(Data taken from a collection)
━━━━
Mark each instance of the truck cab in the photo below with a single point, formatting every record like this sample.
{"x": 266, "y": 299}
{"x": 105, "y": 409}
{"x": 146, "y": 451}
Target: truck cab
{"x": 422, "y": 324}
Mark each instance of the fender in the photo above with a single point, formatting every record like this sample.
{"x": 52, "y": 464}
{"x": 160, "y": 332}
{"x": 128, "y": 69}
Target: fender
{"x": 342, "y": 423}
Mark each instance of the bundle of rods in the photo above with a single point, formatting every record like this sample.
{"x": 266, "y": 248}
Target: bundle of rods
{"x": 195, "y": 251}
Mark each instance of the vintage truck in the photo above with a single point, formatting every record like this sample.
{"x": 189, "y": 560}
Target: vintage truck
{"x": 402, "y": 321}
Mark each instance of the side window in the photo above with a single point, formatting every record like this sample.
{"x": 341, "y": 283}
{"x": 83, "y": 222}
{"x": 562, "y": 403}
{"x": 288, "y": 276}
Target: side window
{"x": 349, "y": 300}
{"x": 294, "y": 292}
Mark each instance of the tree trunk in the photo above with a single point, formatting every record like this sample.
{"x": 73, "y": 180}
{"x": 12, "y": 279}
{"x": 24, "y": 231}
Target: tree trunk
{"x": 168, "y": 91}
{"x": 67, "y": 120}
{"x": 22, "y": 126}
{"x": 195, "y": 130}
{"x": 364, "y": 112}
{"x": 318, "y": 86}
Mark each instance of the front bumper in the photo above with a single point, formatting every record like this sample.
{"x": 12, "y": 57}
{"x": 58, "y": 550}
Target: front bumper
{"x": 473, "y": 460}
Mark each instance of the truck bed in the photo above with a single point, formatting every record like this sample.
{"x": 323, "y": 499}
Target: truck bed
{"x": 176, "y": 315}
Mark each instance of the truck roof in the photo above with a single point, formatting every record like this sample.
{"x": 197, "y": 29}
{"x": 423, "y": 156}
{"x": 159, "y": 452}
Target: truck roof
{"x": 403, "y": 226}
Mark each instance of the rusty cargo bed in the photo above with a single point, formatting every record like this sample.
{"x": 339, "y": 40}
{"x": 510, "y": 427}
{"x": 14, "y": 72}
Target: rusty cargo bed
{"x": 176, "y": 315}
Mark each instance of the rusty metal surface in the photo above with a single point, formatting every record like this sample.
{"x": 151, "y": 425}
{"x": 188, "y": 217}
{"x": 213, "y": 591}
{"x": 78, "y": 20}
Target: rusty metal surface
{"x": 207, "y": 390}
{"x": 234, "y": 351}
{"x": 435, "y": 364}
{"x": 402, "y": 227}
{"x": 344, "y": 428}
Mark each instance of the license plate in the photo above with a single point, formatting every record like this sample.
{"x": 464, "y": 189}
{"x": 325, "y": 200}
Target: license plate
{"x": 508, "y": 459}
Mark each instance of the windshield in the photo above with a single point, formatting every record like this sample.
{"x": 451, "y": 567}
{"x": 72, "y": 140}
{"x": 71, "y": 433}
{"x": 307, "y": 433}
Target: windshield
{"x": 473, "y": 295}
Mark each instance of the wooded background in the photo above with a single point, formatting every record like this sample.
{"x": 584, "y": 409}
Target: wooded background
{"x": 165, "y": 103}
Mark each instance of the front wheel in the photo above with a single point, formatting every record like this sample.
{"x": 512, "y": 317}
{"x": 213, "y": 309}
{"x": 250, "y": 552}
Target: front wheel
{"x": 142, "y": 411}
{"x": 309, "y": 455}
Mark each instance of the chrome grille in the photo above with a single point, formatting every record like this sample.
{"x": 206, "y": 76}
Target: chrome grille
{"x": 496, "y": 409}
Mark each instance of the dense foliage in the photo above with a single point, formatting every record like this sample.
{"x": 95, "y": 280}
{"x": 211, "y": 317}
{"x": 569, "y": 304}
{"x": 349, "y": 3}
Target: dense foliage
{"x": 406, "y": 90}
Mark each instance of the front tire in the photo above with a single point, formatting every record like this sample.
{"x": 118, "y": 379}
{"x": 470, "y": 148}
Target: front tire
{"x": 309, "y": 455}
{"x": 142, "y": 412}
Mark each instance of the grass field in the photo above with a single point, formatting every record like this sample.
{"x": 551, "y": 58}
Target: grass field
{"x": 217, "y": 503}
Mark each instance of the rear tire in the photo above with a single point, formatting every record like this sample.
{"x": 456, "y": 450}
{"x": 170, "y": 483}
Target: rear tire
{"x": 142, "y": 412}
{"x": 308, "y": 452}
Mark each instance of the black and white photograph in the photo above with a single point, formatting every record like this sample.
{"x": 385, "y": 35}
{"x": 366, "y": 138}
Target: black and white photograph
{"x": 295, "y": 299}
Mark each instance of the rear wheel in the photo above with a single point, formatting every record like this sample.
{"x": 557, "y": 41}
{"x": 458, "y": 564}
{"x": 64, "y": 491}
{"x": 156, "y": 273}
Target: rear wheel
━━━━
- THE REQUEST: Add 96 to every coordinate in the answers, then write out again each line from the line with "Mark each instance of the wooded" through the end of the listing, including both of those. Reproduce all the other lines in that span unchanged.

- EXERCISE RESPONSE:
Mark each instance of the wooded background in the photo above with a single point, formatting every record like this sample.
{"x": 584, "y": 409}
Target: wooded background
{"x": 261, "y": 199}
Mark each instance of the front wheel in the photo above with a single point, formatting every record like this sample.
{"x": 512, "y": 317}
{"x": 213, "y": 309}
{"x": 250, "y": 552}
Target: front wheel
{"x": 238, "y": 507}
{"x": 405, "y": 551}
Mark each instance of the chrome grille in the photo above with a single point, formatting every record like this sample.
{"x": 206, "y": 76}
Target: chrome grille
{"x": 592, "y": 505}
Mark each instance of the dense foliage in the photo above with a single point, formatting every record like this sample.
{"x": 95, "y": 280}
{"x": 211, "y": 317}
{"x": 569, "y": 304}
{"x": 349, "y": 3}
Target: dense foliage
{"x": 502, "y": 186}
Mark each instance of the front tire in the photo above with a single point, formatting every record like this sample.
{"x": 118, "y": 379}
{"x": 470, "y": 148}
Target: front tire
{"x": 405, "y": 551}
{"x": 238, "y": 508}
Mark each instance of the grass field in the photo above with a single point, formatting every record like this sample.
{"x": 551, "y": 58}
Target: grass field
{"x": 313, "y": 599}
Mark each instance of the rear tire in the photo above with a single point, formatting every record like this sample.
{"x": 456, "y": 450}
{"x": 170, "y": 483}
Target: rear tire
{"x": 238, "y": 508}
{"x": 404, "y": 548}
Mark each instance of the black and white photograph in the photo above with a single point, formatting every record like this sample.
{"x": 385, "y": 35}
{"x": 366, "y": 138}
Target: black and white photograph
{"x": 391, "y": 395}
Mark each instance of the rear wheel in the photo above with a single point, formatting every record like this sample.
{"x": 557, "y": 41}
{"x": 458, "y": 564}
{"x": 64, "y": 491}
{"x": 156, "y": 273}
Target: rear wheel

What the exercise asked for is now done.